## Set task 1
In the birthday thread, what does Gazzer plan to do after going home tonight?
## Set task 2
Carry on the birthday thread from its final line.

## Passage shown
[start]

# Happy Birthday To... Gazzer



## jamman (May 6, 2002)

Happy Birthday Numbnutz


----------



## Gazzer (Jun 12, 2010)

only 49 james and at work yeahhhhhhhhhhh, cheers dude.


----------



## jamman (May 6, 2002)

old cunt x


----------



## davelincs (Jan 1, 2010)

Happy Birthday Gaz


----------



## Garth (Feb 7, 2012)

Happy birthday :smile:


----------



## Paulj100 (Mar 24, 2009)

Happy birthday Gaz [smiley=drummer.gif]

Paul


----------



## conlechi (May 6, 2006)

Have a good one Gaz [smiley=cheers.gif]


----------



## Audiphil (Oct 23, 2012)

Happy birthday, enjoy


----------



## Shug750S (Feb 6, 2012)

Working on your birthday? Never a good sign. Everyone should have their birthday off.

Anyway, have a good un


----------



## Gazzer (Jun 12, 2010)

cheers guys, mrs working a double so it would be sit at home alone or come in and get some jobs completed then go home tonight and get pissed and have a curry...........so here i am lol.


----------



## Audiphil (Oct 23, 2012)

Enjoy the curry and don't forget the cake


----------



## j8keith (Jun 26, 2009)

[smiley=drummer.gif] Have a good day Gaz [smiley=drummer.gif]


----------



## YELLOW_TT (Feb 25, 2004)

Happy Bday as your at work would you like me to get drunk on your behalf  [smiley=cheers.gif]


----------



## Wallsendmag (Feb 12, 2004)

YELLOW_TT said:


> Happy Bday as your at work would you like me to get drunk on your behalf  [smiley=cheers.gif]


I celebrated for him last night ,Happy Birthday

Sent from a fruity device


----------



## Gazzer (Jun 12, 2010)

[end]

## Supplied data
[start]

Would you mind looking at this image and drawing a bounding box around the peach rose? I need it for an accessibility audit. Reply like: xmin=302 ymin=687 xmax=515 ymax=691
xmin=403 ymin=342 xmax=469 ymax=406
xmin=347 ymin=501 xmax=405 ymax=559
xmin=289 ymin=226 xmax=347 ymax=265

[end]

## Exercise answer 1
Get drunk and have a curry.

## Exercise answer 2
YELLOW_TT said:


> Happy Bday as your at work would you like me to get drunk on your behalf  [smiley=cheers.gif]


all kin heart andy :-*


----------



## Gazzer (Jun 12, 2010)

Wallsendmag said:


> YELLOW_TT said:
> 
> 
> > Happy Bday as your at work would you like me to get drunk on your behalf  [smiley=cheers.gif]
> ...


no wonder i felt rough this morning lol.

thanks everyone


----------



## tonksy26 (Jan 31, 2011)

Happy birthday you old git


----------



## Matt B (Apr 8, 2007)

Only 49, that must have been one tough paper round you had as a kid lol

Happy birthday Gazzer


----------



## Gazzer (Jun 12, 2010)

Matt B said:


> Only 49, that must have been one tough paper round you had as a kid lol
> 
> Happy birthday Gazzer


Matt it was all uphill bud........and now it's all down hill m8ee :? ta muchly



> Happy birthday you old git


cheers tonksy most kind most kind.......


----------



## Hilly10 (Feb 4, 2004)

Happy returns mucker


----------



## Cloud (Sep 4, 2012)

:-* Happy Birthday Gazzer! :-*


----------



## WozzaTT (Jan 15, 2006)

Happy birthday Gaz


----------



## Gazzer (Jun 12, 2010)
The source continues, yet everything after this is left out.